## START
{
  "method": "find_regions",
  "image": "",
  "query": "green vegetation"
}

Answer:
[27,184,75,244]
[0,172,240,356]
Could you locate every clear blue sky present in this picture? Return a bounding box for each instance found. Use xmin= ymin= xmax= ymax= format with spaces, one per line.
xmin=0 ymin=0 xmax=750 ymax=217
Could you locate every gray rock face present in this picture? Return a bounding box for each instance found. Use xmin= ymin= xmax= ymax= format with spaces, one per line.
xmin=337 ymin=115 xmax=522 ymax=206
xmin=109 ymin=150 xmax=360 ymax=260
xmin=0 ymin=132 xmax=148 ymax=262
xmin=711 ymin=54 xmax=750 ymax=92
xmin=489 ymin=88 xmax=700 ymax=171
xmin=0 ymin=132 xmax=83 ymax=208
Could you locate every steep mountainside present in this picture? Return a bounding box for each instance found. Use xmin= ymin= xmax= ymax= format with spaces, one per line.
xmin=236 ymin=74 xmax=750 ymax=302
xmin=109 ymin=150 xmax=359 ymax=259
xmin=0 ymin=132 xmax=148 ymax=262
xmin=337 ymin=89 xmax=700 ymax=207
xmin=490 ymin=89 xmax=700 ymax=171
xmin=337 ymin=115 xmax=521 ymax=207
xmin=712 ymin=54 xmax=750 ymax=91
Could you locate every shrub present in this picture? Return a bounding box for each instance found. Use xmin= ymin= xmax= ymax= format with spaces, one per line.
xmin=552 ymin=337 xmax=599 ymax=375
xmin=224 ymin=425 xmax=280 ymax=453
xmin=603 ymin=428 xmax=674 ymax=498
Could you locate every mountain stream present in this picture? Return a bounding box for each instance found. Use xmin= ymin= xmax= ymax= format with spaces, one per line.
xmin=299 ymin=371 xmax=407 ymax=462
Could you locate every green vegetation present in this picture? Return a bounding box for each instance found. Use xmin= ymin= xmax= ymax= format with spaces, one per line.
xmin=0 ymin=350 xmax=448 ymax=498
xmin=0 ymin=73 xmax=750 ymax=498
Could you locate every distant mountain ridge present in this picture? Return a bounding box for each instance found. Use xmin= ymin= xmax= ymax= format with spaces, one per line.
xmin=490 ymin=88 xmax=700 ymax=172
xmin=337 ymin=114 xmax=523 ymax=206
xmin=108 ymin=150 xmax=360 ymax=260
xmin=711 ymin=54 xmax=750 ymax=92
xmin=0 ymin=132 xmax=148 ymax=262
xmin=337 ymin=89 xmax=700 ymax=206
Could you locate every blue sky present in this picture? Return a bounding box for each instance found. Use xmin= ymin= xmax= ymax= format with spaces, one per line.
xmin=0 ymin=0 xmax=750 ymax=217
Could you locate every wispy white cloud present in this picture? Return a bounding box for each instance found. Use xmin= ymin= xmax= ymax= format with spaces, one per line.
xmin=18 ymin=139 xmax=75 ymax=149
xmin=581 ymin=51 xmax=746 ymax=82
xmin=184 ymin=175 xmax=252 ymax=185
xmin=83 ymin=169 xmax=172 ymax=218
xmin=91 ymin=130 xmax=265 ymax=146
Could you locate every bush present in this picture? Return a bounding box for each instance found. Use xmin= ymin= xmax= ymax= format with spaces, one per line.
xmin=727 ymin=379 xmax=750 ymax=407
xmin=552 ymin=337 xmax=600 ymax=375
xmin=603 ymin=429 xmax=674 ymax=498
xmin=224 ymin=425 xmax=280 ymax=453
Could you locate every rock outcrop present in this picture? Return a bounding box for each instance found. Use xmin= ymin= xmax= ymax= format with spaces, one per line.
## END
• _Goal of the exercise_
Return each line above that contains the word "blue".

• _Solution for this task_
Could you locate every clear blue sky present in this picture? Return a bounding box for each instance found. Use xmin= ymin= xmax= ymax= format with spaces, one per line.
Could you locate every blue sky present in this picture? Return a bounding box for each instance found. Use xmin= ymin= xmax= ymax= format with spaces, one per line.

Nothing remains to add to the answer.